··· Text block ···

Opinion: Reshaping perceptions about a career in nursing

Sunday 12 May 2024

Professor Susan Dawkes
On International Nurses' Day 2024, Professor Susan Dawkes, Dean of the School of Nursing, Midwifery and Paramedic Practice, highlights the need to reshape perceptions about a career in nursing and the opportunities the profession offers.

We have a global shortage of nurses and it is critical that we attract more people to this amazing profession. The general public may still have a perception that nurses work in a hospital and care for sick people and indeed they do, but a career in nursing can be so much more. The opportunities are virtually endless.

Nursing has changed so much over the thirty years that I have been a registered nurse. I often reflect on my 17-year-old self-starting life as a student nurse. Never in my wildest dreams did I even think I would have worked in Canada and Singapore as well as the UK.

In the United Kingdom, people who complete pre-registration nursing programmes become registered with the Nursing and Midwifery Council, the professional regulator. This registration is very valuable. Not only does this allow you to work as a registered nurse in the UK but it is also recognised in many countries across the world. While I don’t really want to lose any registered nurses from Scotland, it does offer opportunity to work abroad, whether that is working for a organisation such as Medicins Sans Frontieres or working in Australia or Canada. The world is virtually your oyster!

Healthcare is such a fast-changing environment and it is therefore essential that nurses are educated to a high standard. We know from research that investing in nursing, improves patient care and makes their outcomes better. It is also essential that we invest in nurse education, so that nurses can keep abreast of the evidence-base which informs their practice. Continuing professional development is a must. That’s why at RGU we offer programmes that support the lifelong learning that nurses need. Our School of Nursing, Midwifery and Paramedic Practice is the premier provider of nursing (as well as midwifery and paramedic) education in the North East of Scotland and are proud to educate nurses at pre-registration level to become staff nurses, and to also educate advanced practitioners, district nurses, health visitors, and school nurses.

···

- _Required actions_
A: State whether each statement agrees with the nursing opinion piece, answering yes or no and quoting the exact words that decide it: (i) The author has been a registered nurse for thirty years. (ii) Registration with the Nursing and Midwifery Council is recognized only within the UK. (iii) The author began as a student nurse at age 17.
B: Rewrite the stretch of the nursing opinion piece from "Nursing has changed" through "well as the UK.", replacing "Singapore" with "New Zealand".
Work only from the text above.

··· Listed records ···

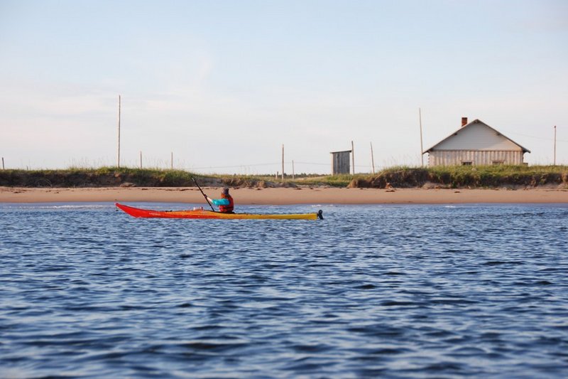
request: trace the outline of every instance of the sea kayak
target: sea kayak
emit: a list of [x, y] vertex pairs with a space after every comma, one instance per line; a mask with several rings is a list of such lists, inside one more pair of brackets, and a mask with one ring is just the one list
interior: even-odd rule
[[188, 210], [153, 210], [116, 203], [116, 207], [132, 217], [155, 218], [214, 218], [219, 220], [323, 220], [322, 210], [317, 213], [222, 213], [203, 208]]

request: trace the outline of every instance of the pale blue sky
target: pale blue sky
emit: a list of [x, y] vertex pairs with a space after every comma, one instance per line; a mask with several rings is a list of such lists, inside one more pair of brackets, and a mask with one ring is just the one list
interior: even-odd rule
[[[358, 172], [480, 119], [568, 164], [568, 1], [0, 0], [6, 168]], [[426, 161], [427, 156], [425, 156]]]

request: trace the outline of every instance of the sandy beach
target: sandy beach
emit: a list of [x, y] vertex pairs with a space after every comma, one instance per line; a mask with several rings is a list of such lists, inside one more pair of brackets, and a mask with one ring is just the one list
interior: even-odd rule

···

- _Numbered answers_
A:
(i) Yes: "over the thirty years that I have been a registered nurse"
(ii) No: "it is also recognised in many countries across the world"
(iii) Yes: "my 17-year-old self-starting life as a student nurse"

B:
Nursing has changed so much over the thirty years that I have been a registered nurse. I often reflect on my 17-year-old self-starting life as a student nurse. Never in my wildest dreams did I even think I would have worked in Canada and New Zealand as well as the UK.